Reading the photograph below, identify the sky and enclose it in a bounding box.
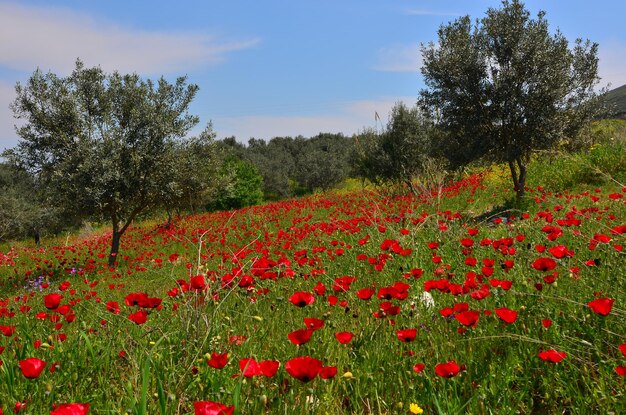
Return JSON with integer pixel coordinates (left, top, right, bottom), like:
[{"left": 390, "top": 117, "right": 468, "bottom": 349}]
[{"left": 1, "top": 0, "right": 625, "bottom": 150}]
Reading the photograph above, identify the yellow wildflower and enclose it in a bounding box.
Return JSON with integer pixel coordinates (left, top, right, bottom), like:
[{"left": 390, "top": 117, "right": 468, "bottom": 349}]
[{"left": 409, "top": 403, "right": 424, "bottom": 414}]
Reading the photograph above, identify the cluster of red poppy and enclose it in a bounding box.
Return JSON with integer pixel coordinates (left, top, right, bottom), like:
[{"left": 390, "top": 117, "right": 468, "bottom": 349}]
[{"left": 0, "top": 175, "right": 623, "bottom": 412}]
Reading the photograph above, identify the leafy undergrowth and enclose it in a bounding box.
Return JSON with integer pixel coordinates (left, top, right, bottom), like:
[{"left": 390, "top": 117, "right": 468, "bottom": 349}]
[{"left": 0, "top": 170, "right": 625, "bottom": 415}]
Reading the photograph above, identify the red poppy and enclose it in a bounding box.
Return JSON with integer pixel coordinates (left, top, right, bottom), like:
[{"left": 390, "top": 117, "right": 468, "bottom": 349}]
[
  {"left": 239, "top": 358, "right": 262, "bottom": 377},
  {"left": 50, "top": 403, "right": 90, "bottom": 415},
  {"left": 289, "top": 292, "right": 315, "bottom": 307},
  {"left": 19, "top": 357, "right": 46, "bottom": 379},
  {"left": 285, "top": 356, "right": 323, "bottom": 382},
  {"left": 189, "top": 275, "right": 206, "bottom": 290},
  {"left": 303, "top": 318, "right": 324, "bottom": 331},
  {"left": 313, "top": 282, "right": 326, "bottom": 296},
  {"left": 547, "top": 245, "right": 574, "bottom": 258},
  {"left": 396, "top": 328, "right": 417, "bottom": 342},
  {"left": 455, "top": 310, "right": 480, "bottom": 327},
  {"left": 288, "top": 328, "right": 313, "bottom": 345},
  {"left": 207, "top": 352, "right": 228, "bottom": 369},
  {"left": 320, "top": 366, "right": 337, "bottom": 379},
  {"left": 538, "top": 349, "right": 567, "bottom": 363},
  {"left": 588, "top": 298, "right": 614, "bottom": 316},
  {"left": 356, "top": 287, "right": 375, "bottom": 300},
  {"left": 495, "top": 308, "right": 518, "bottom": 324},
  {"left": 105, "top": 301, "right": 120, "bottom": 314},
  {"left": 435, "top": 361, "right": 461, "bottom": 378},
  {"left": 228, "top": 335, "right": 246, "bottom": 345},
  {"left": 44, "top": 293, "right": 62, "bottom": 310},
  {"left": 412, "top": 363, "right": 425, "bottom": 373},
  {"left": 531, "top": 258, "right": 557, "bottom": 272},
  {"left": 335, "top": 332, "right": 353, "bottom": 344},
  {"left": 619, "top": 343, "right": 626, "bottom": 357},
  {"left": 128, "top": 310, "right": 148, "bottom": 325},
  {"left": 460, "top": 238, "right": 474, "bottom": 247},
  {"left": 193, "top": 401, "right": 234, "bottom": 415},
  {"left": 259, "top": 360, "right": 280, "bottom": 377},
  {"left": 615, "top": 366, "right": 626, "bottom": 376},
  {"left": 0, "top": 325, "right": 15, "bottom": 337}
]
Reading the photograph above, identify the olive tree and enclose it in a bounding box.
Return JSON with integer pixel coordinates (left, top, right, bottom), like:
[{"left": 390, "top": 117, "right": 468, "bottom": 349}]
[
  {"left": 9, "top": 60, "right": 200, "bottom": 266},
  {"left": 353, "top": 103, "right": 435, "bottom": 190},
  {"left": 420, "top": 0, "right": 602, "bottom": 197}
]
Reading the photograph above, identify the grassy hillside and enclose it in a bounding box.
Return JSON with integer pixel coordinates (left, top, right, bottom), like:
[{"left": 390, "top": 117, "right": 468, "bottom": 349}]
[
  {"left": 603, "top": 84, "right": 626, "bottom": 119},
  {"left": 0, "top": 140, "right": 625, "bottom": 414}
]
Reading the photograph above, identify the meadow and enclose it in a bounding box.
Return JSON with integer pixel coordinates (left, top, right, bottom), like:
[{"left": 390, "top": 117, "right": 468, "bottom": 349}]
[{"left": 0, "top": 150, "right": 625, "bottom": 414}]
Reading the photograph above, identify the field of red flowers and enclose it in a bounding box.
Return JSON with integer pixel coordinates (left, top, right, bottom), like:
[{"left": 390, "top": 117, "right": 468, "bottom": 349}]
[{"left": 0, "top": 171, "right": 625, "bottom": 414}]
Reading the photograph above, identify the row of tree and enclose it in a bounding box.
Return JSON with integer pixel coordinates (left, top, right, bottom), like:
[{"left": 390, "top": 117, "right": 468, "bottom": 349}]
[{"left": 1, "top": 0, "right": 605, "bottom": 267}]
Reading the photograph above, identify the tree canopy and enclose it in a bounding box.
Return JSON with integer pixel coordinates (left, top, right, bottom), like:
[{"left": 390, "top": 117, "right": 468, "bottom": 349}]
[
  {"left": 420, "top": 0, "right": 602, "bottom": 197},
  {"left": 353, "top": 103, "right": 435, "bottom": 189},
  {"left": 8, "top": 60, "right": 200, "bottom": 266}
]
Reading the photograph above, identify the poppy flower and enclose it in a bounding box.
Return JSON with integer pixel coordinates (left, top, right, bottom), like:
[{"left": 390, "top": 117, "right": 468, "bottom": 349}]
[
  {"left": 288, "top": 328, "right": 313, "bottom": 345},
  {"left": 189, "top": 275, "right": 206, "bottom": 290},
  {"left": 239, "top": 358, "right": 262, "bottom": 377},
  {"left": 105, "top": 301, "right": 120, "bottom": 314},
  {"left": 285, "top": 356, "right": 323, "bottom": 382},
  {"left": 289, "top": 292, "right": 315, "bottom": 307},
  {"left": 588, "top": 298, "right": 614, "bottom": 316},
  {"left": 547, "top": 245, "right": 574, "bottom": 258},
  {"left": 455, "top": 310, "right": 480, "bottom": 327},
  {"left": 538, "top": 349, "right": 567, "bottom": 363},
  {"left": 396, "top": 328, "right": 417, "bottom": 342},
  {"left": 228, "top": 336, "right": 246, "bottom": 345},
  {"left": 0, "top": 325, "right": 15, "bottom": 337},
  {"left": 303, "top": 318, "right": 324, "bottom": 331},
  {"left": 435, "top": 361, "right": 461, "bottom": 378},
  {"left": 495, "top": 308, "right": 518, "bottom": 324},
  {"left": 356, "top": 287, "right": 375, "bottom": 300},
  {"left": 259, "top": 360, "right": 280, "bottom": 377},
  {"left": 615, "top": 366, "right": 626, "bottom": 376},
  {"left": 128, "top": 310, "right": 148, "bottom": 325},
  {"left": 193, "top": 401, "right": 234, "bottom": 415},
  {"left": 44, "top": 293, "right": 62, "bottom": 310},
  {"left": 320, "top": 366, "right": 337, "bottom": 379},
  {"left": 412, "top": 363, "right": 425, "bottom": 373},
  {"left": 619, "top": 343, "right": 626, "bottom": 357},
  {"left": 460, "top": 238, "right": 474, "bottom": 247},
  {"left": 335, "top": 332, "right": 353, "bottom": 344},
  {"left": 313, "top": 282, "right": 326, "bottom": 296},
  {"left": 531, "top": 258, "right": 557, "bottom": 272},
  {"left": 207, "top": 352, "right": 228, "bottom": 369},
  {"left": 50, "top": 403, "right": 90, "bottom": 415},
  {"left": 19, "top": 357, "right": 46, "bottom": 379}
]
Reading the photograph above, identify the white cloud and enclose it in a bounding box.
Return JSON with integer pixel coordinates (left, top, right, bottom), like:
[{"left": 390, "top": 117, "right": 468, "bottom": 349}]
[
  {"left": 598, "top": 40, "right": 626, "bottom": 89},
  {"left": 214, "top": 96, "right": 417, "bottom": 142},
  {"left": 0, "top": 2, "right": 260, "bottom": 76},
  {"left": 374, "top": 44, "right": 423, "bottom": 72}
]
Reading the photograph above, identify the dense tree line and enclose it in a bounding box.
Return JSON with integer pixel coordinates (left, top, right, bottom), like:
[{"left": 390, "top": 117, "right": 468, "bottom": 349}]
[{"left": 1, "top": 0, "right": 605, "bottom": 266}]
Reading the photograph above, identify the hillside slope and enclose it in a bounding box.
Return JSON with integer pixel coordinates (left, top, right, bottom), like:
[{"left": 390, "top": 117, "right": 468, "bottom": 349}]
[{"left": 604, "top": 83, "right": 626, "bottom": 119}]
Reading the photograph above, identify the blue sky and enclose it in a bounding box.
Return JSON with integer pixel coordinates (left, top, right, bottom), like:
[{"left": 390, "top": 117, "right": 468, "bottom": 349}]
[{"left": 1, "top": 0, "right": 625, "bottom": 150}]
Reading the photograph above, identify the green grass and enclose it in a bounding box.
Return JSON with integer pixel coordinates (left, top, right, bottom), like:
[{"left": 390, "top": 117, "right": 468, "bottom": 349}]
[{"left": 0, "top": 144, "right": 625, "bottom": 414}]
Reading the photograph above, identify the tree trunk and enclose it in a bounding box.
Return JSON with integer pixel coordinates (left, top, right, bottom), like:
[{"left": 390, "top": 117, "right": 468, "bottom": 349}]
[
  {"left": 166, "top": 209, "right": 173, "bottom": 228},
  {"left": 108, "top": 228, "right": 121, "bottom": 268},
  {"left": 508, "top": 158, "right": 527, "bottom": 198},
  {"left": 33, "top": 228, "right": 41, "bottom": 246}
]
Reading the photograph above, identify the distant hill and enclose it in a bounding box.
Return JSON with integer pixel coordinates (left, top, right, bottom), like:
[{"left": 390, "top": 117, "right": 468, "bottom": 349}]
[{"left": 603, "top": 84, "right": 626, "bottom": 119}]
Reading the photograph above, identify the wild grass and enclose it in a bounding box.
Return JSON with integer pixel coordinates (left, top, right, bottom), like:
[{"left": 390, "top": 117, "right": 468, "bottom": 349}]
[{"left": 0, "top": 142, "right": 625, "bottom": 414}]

-----

■ Exercise requirements ■
Out of the entries, pull every line that mentions "hillside".

■ Result below ■
Reading the photograph above, identify the grassy hillside and enclose it in a bounding box.
Reading the photograph above, identify the hillside slope and enclose it in a bounding box.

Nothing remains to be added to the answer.